Output as a Markdown table with columns headed Row and Line the lines below from the one with "A note for the class: find the tall" to the one with "<point>23,247</point>", both included, numbering each row and leaving out blank lines.

Exercise data
========================================================================

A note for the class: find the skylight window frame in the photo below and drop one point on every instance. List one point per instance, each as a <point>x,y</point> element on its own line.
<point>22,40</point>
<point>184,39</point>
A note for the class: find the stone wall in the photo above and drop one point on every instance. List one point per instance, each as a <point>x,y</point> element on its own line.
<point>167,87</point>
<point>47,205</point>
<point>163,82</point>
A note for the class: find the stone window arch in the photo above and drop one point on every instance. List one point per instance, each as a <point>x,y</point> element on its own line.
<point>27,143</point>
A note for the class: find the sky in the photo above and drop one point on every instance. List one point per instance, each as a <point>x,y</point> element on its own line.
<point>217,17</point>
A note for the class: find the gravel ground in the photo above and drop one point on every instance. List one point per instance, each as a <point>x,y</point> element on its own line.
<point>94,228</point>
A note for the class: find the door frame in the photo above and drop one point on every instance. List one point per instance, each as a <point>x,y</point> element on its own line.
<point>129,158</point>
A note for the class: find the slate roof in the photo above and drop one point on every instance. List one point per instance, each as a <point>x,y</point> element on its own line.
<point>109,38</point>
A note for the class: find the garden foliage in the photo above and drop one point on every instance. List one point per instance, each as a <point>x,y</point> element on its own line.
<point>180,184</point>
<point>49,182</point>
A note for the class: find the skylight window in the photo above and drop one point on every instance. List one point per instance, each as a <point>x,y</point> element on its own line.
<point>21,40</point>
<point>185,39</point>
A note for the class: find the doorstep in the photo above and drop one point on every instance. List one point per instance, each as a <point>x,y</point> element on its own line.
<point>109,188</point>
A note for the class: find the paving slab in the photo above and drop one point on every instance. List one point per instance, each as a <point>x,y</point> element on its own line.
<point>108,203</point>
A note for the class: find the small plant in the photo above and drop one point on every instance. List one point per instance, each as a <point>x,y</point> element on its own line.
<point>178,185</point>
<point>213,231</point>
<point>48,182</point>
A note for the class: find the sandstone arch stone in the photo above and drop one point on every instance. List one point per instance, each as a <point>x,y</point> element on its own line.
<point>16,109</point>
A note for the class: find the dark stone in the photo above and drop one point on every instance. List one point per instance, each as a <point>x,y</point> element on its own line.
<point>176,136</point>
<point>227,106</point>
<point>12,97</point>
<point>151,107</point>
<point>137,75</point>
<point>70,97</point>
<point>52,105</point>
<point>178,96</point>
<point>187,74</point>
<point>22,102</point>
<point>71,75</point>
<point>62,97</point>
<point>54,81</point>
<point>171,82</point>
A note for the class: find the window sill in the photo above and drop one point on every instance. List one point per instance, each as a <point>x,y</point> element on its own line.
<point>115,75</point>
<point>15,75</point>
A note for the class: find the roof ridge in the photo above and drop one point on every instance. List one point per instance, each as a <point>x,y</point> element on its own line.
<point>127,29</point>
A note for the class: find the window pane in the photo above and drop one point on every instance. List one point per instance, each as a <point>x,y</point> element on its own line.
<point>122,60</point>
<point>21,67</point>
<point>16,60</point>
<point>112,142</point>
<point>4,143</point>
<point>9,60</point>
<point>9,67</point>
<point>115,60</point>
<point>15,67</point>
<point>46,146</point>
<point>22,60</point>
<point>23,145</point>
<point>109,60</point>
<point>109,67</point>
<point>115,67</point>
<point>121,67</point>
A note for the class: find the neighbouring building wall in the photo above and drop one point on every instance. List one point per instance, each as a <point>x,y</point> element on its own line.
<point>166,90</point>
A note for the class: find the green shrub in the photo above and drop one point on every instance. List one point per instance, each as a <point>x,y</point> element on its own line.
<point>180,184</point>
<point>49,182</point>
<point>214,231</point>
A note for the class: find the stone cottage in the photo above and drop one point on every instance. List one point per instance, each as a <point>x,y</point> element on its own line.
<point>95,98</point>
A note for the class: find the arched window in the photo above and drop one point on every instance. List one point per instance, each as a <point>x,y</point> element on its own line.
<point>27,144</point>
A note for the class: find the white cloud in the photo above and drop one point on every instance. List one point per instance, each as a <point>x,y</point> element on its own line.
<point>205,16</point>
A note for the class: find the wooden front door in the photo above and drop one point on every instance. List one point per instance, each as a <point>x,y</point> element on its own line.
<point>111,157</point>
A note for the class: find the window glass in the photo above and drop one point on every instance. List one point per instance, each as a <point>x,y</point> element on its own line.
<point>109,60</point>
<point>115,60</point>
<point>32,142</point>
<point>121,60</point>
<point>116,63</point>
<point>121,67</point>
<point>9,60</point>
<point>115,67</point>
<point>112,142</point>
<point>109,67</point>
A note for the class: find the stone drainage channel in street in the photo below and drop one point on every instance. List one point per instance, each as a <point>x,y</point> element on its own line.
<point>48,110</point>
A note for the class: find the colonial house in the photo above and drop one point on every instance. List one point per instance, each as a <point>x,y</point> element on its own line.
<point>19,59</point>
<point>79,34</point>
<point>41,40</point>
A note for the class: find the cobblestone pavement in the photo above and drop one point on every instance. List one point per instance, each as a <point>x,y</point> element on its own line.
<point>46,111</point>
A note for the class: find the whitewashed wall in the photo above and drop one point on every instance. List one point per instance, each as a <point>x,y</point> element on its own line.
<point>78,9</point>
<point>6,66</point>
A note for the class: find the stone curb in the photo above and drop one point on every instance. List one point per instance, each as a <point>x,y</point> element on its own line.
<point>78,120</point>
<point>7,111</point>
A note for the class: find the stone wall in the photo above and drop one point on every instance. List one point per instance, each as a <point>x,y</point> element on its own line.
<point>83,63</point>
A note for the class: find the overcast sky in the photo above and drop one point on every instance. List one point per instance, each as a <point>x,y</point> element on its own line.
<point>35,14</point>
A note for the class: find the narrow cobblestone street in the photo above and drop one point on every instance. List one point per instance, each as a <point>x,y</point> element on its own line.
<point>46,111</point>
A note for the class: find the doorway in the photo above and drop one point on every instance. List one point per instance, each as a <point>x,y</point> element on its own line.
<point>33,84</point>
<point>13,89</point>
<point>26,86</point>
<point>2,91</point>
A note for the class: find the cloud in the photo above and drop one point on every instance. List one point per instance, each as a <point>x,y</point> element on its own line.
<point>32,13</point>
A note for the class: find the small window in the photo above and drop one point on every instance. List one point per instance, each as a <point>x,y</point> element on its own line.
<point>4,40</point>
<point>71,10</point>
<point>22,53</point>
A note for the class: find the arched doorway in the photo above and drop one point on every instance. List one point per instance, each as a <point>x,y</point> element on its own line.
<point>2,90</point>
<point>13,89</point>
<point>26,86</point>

========================================================================

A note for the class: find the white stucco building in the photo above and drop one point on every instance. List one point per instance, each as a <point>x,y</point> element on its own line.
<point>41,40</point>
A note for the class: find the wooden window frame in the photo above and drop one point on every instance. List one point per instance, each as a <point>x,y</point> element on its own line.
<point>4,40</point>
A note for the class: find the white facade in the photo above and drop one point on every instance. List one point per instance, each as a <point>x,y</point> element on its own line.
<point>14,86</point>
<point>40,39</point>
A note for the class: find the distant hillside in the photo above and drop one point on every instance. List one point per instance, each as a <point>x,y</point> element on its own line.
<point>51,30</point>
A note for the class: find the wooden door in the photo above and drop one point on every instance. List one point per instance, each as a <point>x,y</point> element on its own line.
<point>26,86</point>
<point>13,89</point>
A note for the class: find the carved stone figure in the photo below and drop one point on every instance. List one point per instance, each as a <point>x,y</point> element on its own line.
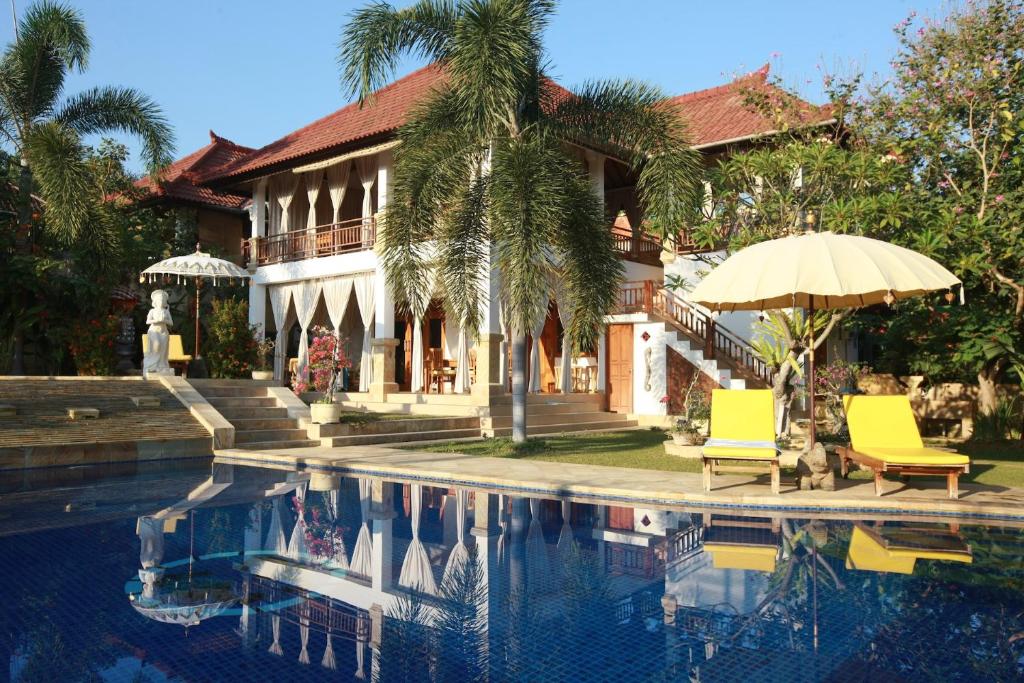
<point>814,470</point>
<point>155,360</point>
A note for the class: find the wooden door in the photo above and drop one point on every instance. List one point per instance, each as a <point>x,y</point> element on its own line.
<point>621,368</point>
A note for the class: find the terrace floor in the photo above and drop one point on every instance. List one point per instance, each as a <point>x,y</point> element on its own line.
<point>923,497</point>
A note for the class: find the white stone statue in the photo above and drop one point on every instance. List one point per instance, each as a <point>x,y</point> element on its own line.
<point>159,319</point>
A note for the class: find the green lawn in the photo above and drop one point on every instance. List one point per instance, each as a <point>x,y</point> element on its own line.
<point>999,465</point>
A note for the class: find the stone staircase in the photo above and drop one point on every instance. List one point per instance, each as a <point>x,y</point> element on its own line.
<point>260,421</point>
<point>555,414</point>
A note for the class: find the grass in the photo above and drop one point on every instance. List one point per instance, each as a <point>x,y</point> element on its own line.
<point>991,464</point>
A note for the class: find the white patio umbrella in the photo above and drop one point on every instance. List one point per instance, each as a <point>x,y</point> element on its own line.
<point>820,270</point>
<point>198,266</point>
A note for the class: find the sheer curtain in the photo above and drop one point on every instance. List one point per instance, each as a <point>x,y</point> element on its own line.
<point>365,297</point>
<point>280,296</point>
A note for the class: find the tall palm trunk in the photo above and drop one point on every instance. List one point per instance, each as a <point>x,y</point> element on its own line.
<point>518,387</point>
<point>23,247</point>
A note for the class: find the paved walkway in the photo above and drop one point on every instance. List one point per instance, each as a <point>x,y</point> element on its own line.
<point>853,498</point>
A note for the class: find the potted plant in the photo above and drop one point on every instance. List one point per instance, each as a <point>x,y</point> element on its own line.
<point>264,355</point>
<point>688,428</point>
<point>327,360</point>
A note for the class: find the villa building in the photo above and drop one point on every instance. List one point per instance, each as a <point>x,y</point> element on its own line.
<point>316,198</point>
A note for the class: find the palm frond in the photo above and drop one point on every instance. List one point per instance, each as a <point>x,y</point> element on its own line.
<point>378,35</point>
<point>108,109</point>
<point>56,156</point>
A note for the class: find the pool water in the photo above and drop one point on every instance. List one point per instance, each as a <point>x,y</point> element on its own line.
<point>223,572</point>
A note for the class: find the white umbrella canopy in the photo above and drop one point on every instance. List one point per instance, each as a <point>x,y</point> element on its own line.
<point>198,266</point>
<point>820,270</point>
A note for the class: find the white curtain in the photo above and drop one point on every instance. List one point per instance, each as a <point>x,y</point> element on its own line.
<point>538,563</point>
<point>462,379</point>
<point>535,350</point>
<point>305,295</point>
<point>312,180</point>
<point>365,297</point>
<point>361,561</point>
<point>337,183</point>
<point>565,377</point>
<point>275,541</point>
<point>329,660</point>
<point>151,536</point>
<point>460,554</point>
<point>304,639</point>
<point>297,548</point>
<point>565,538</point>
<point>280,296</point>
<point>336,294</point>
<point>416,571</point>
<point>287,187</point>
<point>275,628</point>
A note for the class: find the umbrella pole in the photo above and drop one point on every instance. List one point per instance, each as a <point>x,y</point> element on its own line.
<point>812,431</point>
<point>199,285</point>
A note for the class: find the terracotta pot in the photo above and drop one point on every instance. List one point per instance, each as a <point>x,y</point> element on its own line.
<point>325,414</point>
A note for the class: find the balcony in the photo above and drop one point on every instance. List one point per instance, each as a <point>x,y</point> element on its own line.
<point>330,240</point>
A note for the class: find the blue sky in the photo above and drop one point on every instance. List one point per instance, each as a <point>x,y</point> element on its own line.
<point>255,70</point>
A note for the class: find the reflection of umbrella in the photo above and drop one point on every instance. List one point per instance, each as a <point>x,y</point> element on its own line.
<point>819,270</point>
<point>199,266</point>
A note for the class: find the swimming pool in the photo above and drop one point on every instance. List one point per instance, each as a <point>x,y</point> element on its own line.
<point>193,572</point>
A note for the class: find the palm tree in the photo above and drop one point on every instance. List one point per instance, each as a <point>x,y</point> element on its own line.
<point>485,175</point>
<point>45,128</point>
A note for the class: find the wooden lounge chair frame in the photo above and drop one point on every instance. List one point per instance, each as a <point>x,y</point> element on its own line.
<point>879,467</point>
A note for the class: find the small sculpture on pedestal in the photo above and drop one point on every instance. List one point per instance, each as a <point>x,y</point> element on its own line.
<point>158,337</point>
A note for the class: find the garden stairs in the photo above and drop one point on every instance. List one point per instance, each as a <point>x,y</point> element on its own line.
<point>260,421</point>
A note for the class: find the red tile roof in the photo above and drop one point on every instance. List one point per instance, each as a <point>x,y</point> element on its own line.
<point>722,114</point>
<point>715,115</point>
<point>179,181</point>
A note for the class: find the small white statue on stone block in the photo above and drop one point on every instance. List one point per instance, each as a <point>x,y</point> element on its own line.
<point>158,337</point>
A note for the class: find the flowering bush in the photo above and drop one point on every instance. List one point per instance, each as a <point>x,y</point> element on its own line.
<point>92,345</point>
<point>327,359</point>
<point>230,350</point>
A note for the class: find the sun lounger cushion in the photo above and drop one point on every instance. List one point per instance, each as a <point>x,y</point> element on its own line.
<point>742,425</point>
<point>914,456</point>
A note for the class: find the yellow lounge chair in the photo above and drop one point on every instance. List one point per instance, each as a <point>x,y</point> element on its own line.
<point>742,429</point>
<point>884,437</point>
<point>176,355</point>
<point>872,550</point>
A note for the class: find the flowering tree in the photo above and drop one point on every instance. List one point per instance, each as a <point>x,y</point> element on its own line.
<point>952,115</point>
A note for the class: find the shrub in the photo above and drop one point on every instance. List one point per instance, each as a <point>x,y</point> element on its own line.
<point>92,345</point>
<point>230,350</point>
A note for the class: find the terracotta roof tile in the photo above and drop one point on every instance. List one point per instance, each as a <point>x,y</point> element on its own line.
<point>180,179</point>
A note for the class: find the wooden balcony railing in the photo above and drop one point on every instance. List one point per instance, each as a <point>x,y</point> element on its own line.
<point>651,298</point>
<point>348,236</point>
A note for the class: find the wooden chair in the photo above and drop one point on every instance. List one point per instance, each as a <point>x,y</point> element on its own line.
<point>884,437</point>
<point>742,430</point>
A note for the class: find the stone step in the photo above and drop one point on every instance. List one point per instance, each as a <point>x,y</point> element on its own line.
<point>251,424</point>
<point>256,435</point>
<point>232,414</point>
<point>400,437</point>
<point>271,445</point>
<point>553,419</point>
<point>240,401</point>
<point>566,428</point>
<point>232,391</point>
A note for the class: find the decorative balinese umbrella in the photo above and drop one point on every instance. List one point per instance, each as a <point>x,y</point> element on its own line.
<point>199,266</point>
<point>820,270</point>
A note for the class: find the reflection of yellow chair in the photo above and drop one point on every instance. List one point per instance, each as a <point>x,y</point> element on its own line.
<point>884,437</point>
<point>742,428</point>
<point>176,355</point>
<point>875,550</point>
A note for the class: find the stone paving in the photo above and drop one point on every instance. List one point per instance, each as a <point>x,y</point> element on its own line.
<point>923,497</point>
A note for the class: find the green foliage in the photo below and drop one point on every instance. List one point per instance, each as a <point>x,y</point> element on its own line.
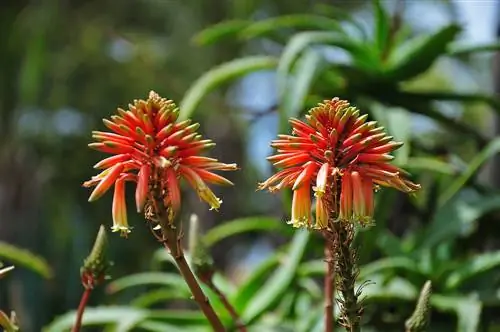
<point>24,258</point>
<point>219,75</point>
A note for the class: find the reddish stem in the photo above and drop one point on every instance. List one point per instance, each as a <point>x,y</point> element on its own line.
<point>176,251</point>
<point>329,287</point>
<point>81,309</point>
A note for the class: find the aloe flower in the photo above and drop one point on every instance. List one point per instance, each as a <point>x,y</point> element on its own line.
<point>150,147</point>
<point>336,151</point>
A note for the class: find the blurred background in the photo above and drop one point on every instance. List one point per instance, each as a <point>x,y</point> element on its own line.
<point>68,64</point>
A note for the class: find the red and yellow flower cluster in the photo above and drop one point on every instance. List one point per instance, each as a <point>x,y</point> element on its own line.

========================================================================

Correct response
| Row | Line |
|---|---|
| 1 | A note for the class: find the tall palm trunk in the photo above and drop one point on every instance. List one point per instance, each as a <point>x,y</point> element on its own line. |
| 2 | <point>518,387</point> |
| 3 | <point>23,247</point> |